> [Exercise objective] The expected result is a word-for-word copy of the entries, minus any pictures.

************

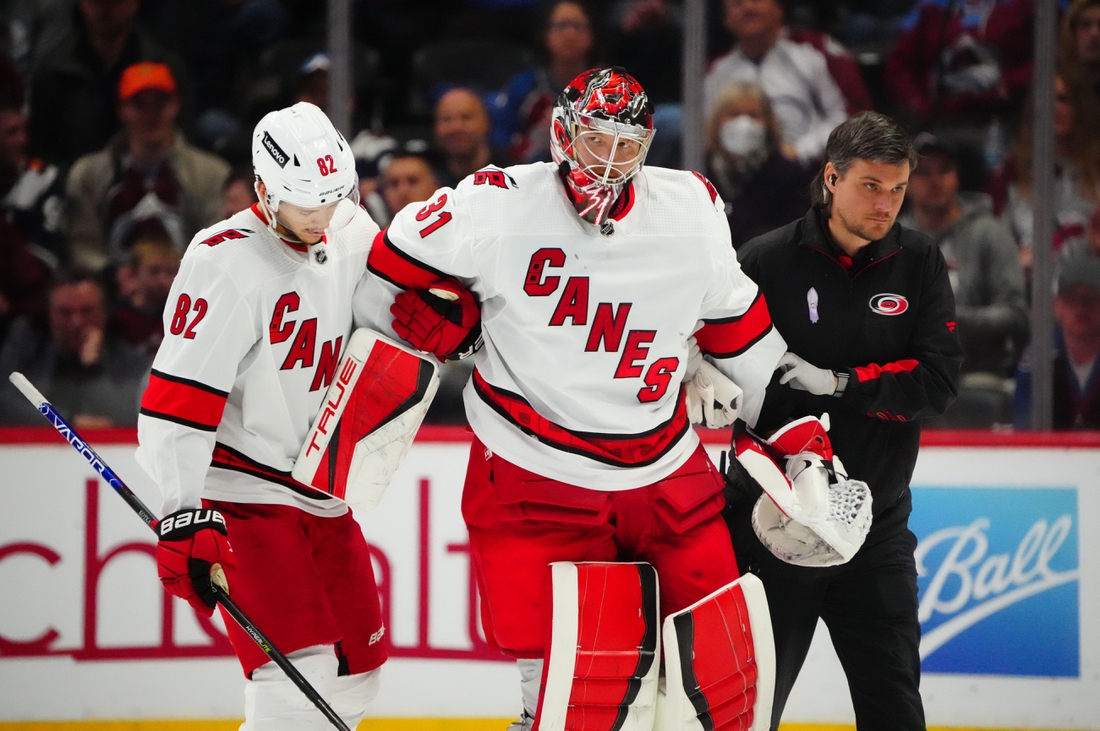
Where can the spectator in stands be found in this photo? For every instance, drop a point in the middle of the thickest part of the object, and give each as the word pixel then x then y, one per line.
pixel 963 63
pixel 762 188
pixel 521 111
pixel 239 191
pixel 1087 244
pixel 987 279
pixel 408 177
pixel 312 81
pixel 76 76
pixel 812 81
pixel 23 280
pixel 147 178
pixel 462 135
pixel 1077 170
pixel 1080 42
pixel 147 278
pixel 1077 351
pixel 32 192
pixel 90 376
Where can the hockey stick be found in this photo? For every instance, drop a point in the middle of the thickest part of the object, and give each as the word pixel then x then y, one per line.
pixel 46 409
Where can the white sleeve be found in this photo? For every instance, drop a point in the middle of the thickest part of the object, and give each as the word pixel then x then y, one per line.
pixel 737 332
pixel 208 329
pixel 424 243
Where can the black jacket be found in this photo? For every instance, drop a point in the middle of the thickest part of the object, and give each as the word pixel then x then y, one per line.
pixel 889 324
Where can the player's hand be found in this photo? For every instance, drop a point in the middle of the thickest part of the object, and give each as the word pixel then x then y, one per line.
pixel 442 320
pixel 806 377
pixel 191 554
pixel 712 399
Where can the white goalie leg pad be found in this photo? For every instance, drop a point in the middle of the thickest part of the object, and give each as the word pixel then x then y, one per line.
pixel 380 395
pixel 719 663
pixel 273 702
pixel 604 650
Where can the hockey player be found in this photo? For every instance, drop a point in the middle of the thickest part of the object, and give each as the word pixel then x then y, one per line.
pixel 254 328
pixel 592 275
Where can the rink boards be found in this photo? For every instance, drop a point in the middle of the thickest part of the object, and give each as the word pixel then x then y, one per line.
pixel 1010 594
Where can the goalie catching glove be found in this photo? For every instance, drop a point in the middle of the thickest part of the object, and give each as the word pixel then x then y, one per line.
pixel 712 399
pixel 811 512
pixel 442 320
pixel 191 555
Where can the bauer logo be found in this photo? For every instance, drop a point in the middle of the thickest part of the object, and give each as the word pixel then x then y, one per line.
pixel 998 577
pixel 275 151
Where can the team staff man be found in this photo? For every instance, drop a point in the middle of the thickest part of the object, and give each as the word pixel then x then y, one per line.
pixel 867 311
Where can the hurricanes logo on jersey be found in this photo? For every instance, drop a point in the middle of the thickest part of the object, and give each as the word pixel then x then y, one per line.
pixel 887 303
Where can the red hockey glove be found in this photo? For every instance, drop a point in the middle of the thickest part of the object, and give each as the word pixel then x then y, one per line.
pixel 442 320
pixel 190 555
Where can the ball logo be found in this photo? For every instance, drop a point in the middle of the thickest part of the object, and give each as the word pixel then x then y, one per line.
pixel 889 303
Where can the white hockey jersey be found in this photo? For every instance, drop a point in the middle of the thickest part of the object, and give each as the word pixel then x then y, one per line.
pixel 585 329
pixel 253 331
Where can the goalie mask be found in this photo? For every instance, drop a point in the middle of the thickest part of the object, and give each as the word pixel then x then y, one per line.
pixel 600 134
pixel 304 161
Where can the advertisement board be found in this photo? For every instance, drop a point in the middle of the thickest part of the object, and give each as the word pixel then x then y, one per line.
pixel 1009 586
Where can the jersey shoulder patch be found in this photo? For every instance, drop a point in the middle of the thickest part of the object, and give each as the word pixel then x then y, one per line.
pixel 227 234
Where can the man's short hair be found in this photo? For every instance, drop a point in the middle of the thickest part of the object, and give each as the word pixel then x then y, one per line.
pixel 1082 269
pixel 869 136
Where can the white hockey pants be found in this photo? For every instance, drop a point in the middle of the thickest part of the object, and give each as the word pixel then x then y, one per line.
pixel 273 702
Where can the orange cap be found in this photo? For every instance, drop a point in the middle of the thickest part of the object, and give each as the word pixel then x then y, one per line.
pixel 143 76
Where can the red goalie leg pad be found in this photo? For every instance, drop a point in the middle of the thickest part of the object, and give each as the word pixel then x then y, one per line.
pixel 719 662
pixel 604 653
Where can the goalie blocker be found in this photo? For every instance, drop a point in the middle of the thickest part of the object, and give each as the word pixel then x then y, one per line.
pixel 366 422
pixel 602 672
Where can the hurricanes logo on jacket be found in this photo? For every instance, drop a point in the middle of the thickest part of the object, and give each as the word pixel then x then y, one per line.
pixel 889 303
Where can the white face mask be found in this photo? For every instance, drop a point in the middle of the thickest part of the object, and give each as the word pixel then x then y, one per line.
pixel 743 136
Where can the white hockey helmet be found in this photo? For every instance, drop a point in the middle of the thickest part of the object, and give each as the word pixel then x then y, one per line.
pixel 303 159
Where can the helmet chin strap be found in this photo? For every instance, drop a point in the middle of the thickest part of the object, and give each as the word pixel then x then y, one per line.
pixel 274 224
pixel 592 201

************

> [Written response]
Where can the spectator in stands be found in this photo? For every instance, drop a point in the middle of the thickest part of the object, and give each as the word pixel then x then y, one per line.
pixel 963 63
pixel 762 188
pixel 521 111
pixel 239 191
pixel 1087 244
pixel 987 279
pixel 408 177
pixel 312 81
pixel 76 76
pixel 812 81
pixel 23 280
pixel 147 178
pixel 462 135
pixel 1077 170
pixel 1080 42
pixel 147 278
pixel 1077 351
pixel 32 192
pixel 90 376
Where can the hockey stick be found in this photo? For every instance, drop a point in the middle of the thickest part of the object, and give each as the word pixel then x then y, one per line.
pixel 46 409
Where can the white sleeve be found in this photo? For every instance, drop a point in the middle of the thickest part of the object, and give each as the word pixel then x then y, one per line.
pixel 737 332
pixel 208 329
pixel 424 243
Where can the black jacket be found in this photo? For every instance, drop a point in the middle of the thickest part of the object, and give each as the word pixel then x then y, one per line.
pixel 889 324
Where can the player's hand be found in this photo? For every instance, drop a point in the middle of the thickest part of the object, and give each as the word pixel then x then y, one per line.
pixel 442 320
pixel 806 377
pixel 191 554
pixel 712 399
Where can the white goalie leg pad be found in this photo? For every instance, drop a point in the middle of the thickest part of the object, and give each as the word pixel then x then y, one per line.
pixel 380 395
pixel 719 663
pixel 273 702
pixel 604 650
Where can the hockey player be found in this photo? For every instance, drop a point in the middle of the thickest part of the object, and give each as the word pixel then x then y, one per line.
pixel 254 328
pixel 592 275
Where can the rink boards be found in this photo? For every instance, drop a point in the middle of the thickest part of the object, and give each as the word pixel then x then y, one per line.
pixel 1010 594
Where can the goalie catching glove be found in this photo? For every instance, drop a point in the middle of the thickest part of the object, and give each as the word pixel then x then y, one per line.
pixel 712 399
pixel 811 512
pixel 442 320
pixel 191 555
Where can the bauer logo be found in this photo? For every instance, drop a point in the middle of the thickest part of the object, and give each as the word pixel then x then y, one per line.
pixel 998 577
pixel 275 151
Where can the team staff man be found in this photo? For every instance, drop a point in the middle of the thickest part of the object, and give each as the word pixel then x then y, one per line.
pixel 867 311
Where can the hurricanes logo on jersey be found in this photo? For every instance, drop a point in the middle of the thickest part of the object, and give each as the word pixel then x then y, one per line.
pixel 887 303
Where can the red hockey glove be found in this photo? For every instance, drop a point in the middle of the thickest part of the object, and give each as the word pixel then x then y, one per line.
pixel 442 320
pixel 190 555
Where can the ball logo be found in this photo? For every instance, drop a point in the middle of the thickest part of the object, and give each as the word pixel then x then y, one per line.
pixel 889 303
Where can the white hockey jersey be found in this photo? For every instance, drop a point in the middle of the thickest part of the object, and give each as the word pixel then x then y, one per line.
pixel 585 329
pixel 253 331
Where can the goalie mask be found in this photo? For every instance, drop a point in the middle of the thickest part of the object, and give each as the word pixel then x then y, one per line.
pixel 600 134
pixel 304 161
Where can the advertisement board be found in this photo? For every instance, drop a point in the middle of the thickest part of the object, and give each as the word pixel then x then y, one per line.
pixel 1009 586
Where can the jersey shoulder patch be found in this photo? For every instance, drop a point in the middle of the thickest part of the object, and give each as the word pixel then x then y, one per line.
pixel 227 234
Where can the man's short hair be found in this photo? For every instance, drop a point in the middle of the thickest part of the object, and give each as the word pixel then x then y, one per line.
pixel 1082 269
pixel 869 136
Where can the white hockey pants be found in this photo? For every instance, drop a point in the middle of the thickest part of the object, and give each as the word pixel then x then y, one per line.
pixel 273 702
Where can the orange cap be found in this photo? For every instance, drop a point in the middle of the thickest part of the object, and give each as the word pixel then x then y, one per line.
pixel 143 76
Where can the red goalie leg pad be found in this photo? For every instance, drop a point in the middle of the thickest part of the object, and give each as the word pixel then x then y, one per line.
pixel 719 662
pixel 604 653
Where can the goalie blocker be found in this photo? For every instance, drop a point in the middle of the thickest part of the object, and give each as the word pixel then x then y, one per line.
pixel 366 422
pixel 602 672
Where can the hurricanes logo on jacket be found in this photo? For every instance, drop a point in the middle of the thickest part of the object, and give each as the word pixel then x then y, one per line.
pixel 889 303
Where can the white face mask be found in this photo? For every instance, drop a point in the middle of the thickest part of the object, and give each as the word pixel then x then y, one per line.
pixel 743 136
Where can the white hockey helmet be found in this photo? For every instance, drop a point in the middle of the thickest part of the object, and give each as the word pixel then x then y, one per line.
pixel 303 159
Where can the helmet chin strap be found in this photo? For every instance, drop a point in the middle of the thickest part of the object, and give each as the word pixel then x then y, one per line.
pixel 274 224
pixel 592 201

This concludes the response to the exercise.